_GOAL OF THE EXERCISE_: Identify each line below that contains the word "target", and copy those lines.

(Items from a data source)
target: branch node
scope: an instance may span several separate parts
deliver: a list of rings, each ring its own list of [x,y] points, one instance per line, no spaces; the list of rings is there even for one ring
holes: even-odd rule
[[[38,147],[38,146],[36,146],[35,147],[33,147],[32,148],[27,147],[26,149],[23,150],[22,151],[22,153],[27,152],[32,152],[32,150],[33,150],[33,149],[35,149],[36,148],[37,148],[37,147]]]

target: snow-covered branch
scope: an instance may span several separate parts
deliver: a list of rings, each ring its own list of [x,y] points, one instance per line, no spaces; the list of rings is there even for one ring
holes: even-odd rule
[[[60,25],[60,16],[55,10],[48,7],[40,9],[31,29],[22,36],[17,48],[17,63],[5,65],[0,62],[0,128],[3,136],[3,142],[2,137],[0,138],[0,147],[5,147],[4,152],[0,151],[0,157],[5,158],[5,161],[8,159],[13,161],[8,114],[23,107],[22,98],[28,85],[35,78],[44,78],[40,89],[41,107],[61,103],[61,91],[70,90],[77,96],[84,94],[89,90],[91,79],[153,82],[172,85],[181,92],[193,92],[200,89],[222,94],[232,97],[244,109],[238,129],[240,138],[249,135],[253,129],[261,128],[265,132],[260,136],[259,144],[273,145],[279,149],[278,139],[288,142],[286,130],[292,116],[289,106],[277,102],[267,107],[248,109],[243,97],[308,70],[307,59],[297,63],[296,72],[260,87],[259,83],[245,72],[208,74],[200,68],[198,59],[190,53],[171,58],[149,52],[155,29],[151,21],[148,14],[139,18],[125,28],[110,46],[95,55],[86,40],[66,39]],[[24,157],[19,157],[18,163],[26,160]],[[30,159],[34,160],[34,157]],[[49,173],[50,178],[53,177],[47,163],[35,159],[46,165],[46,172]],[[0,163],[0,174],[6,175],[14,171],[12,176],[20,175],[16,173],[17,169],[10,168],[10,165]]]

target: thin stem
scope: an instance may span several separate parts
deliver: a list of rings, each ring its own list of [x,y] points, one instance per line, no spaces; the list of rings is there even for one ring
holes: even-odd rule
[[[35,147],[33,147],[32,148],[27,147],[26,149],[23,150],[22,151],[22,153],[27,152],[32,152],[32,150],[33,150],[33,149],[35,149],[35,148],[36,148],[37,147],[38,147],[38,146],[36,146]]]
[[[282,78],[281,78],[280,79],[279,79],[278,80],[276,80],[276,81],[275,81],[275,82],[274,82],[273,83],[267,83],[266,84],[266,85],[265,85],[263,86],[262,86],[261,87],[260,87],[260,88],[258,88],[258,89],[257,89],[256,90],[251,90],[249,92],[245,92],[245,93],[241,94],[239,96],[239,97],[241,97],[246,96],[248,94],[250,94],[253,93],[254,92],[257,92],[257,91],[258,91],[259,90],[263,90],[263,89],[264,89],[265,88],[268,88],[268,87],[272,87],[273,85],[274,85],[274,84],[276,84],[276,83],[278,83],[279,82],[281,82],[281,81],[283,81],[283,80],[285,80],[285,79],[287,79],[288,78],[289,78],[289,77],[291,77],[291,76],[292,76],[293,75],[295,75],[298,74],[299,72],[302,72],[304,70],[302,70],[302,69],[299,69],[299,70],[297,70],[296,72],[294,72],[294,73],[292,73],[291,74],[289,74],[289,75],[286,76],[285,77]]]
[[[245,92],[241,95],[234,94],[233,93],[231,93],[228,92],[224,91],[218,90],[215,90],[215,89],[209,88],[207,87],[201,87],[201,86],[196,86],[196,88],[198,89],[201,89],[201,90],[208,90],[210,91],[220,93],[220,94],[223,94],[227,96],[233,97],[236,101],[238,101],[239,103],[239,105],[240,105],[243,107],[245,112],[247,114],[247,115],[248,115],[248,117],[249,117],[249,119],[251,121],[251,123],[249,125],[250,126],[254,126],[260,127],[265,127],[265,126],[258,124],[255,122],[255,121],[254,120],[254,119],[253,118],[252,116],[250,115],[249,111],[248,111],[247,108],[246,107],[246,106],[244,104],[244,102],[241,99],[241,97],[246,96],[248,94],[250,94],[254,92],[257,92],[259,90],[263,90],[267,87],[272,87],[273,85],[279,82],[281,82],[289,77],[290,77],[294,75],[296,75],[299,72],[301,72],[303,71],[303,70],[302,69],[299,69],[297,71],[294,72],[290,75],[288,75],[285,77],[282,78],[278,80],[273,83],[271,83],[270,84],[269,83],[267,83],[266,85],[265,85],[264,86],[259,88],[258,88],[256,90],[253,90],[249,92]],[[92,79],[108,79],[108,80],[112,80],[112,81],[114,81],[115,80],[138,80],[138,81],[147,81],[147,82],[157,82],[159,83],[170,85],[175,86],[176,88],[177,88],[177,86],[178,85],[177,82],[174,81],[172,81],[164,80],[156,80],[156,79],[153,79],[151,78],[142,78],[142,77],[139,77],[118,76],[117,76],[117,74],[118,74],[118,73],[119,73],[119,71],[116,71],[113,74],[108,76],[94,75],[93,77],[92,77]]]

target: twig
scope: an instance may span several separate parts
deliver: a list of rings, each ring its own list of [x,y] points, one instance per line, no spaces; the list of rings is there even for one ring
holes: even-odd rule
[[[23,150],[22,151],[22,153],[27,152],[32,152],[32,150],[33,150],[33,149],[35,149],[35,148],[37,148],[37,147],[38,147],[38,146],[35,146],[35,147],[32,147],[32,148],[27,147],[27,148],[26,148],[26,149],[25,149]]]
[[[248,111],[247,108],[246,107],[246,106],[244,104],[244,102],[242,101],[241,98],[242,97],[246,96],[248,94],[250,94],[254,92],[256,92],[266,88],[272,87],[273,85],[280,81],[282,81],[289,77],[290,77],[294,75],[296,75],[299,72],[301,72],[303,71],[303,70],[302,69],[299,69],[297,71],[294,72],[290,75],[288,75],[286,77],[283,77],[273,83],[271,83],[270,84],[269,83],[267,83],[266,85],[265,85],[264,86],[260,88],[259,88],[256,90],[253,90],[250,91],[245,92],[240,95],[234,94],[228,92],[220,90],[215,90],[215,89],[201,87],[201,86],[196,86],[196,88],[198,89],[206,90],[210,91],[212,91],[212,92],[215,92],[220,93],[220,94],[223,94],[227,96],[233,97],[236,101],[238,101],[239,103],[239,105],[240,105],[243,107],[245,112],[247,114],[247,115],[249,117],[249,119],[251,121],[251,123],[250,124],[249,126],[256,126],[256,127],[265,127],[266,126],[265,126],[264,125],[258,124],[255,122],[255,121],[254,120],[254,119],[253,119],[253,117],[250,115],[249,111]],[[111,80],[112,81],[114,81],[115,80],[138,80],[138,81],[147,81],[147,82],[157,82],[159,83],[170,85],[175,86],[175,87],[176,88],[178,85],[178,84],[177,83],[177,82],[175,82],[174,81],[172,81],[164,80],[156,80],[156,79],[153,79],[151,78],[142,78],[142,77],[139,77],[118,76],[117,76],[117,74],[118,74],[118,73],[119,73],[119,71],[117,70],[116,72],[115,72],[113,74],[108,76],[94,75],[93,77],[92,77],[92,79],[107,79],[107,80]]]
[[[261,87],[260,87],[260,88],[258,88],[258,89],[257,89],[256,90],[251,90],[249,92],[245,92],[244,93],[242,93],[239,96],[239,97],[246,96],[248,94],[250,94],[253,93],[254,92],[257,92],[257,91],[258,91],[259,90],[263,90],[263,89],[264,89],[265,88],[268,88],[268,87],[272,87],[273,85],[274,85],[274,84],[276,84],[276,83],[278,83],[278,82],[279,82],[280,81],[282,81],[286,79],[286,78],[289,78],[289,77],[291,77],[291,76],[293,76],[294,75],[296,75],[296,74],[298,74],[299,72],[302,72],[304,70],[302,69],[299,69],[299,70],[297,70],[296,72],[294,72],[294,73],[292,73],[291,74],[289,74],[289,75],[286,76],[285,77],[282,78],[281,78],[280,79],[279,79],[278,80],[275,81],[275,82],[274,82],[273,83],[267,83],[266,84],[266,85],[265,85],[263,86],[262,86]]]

_SOLUTION_:
target: branch node
target: snow-covered branch
target: thin stem
target: twig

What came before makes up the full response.